EXERCISE REQUIREMENTS — Extend the text on children caught in the conflict in eastern Ukraine, beginning right after its final sentence.

━━ SELECTED TEXT ━━

Emergency response to conflict in eastern Ukraine
UNICEF supports health, nutrition, HIV prevention, education, safe drinking water, sanitation and protection for children and families caught in the conflict in eastern Ukraine. We call on all sides to recommit to the ceasefire.
After more than six years of conflict in eastern Ukraine, 3.4 million people are in need of humanitarian assistance – 60 per cent of them are women and children. Approximately 1.6 million people have been forced from their homes and tens of thousands of civilians have been killed or wounded.
The situation is particularly grave for nearly 430,000 girls and boys living in areas with the fiercest fighting: Donetsk and Luhansk oblasts – within 20 kilometres of the ‘contact line’ – a line that divides government- from non-government-controlled areas.
"Before he got hit, Sasha was like a proper child. Now he seems like a grown up. He can tell from the sounds what type of weapon is firing."
Children face the immediate threats posed by the conflict, and the long-term impact of lost education and trauma.
Children living in these areas face grave threats from shelling, landmines and unexploded ordnance.

━━━
━━ RECORDED DATA ━━

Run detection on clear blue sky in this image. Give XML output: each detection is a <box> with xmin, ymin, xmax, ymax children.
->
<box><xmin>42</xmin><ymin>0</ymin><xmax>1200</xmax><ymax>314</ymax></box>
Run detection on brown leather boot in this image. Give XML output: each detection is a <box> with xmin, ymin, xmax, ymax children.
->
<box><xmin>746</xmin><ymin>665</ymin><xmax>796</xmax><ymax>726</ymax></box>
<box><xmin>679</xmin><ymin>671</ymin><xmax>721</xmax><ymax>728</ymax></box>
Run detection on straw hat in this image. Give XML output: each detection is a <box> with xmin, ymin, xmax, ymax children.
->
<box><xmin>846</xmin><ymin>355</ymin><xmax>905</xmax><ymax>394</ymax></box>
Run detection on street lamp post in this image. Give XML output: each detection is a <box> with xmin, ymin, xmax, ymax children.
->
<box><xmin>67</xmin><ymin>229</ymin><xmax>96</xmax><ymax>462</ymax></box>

━━━

ANSWER FOR THE TASK —
At a time of COVID-19, the most vulnerable have no choice, but to bear a ‘double’ burden. The destruction of vital civilian infrastructure – health centres, schools and water supplies – as a result of the fighting also threatens their lives. Millions of people depend on water infrastructure that is in the line of fire.
Education – so crucial for a child’s sense of ‘normalcy’ – has been shattered, with more than one in five schools in eastern Ukraine damaged or destroyed.
Teachers and psychologists report signs of severe psychosocial distress among children, including nightmares, social withdrawal and panic attacks triggered by loud noises.
As per estimates, more than one in four children in Donetsk and Luhansk need psychosocial support. Few, however, get that support, as the available services are over-stretched and under-funded.
It is extremely painful to recall how we almost died twice. It is hard for us to talk about how we had to leave behind everything we had – a home, a job and friends – so we could stay alive.
Immunization coverage has been undermined by a combination of conflict, lack of vaccines and vaccine hesitancy (a reluctance among parents to have their children immunized). The country experienced polio outbreaks in 2015 and, according to the Polio Regional Certification Committee, is at a high risk of polio transmission.
Children in eastern Ukraine need lasting peace.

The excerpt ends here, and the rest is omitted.